## EXCERPTED PASSAGE

━━━━━━━━━━━━━━━━

Re: [PATCH v2 1/7] iommu: Do not call pci_dev_reset_iommu_done() unless reset succeeds

From: Shuai Xue

Date: Wed Mar 18 2026 - 04:04:26 EST




On 3/18/26 3:15 AM, Nicolin Chen wrote:
IOMMU drivers handle ATC cache maintenance. They may encounter ATC-related
errors (e.g., ATC invalidation request timeout), indicating that ATC cache
might have stale entries that can corrupt the memory. In this case, IOMMU
driver has no choice but to block the device's ATS function and wait for a
device recovery.

The pci_dev_reset_iommu_done() called at the end of a reset function could
serve as a reliable signal to the IOMMU subsystem that the physical device
cache is completely clean. However, the function is called unconditionally
even if the reset operation had actually failed, which would re-attach the
faulty device back to a normal translation domain. And this will leave the
system highly exposed, creating vulnerabilities for data corruption:
IOMMU blocks RID/ATS
pci_reset_function():
pci_dev_reset_iommu_prepare(); // Block RID/ATS
__reset(); // Failed (ATC is still stale)
pci_dev_reset_iommu_done(); // Unblock RID/ATS (ah-ha)

The simplest fix is to use pci_dev_reset_iommu_done() only on a successful
reset:
IOMMU blocks RID/ATS
pci_reset_function():
pci_dev_reset_iommu_prepare(); // Block RID/ATS
if (!__reset())
pci_dev_reset_iommu_done(); // Unblock RID/ATS
else
// Keep the device blocked by IOMMU

However, this breaks the symmetric requirement of these reset APIs so that
we have to allow a re-entry to pass a second reset attempt:
IOMMU blocks RID/ATS
pci_reset_function():
pci_dev_reset_iommu_prepare(); // Block RID/ATS
__reset(); // Failed (ATC is still stale)

━━━━━━━━━━━━━━━━

## WHAT TO PRODUCE
Reproduce the passage of the IOMMU reset patch reply starting with "Date: Wed Mar" and going on through "device recovery.". Nothing in the listing is needed for this.

## GIVEN INFORMATION
━━━━━━━━━━━━━━━━

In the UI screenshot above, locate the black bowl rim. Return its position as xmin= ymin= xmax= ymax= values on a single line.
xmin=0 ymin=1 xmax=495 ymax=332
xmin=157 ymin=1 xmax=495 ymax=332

━━━━━━━━━━━━━━━━

## RESPONSE TO THE TASK
Date: Wed Mar 18 2026 - 04:04:26 EST




On 3/18/26 3:15 AM, Nicolin Chen wrote:
IOMMU drivers handle ATC cache maintenance. They may encounter ATC-related
errors (e.g., ATC invalidation request timeout), indicating that ATC cache
might have stale entries that can corrupt the memory. In this case, IOMMU
driver has no choice but to block the device's ATS function and wait for a
device recovery.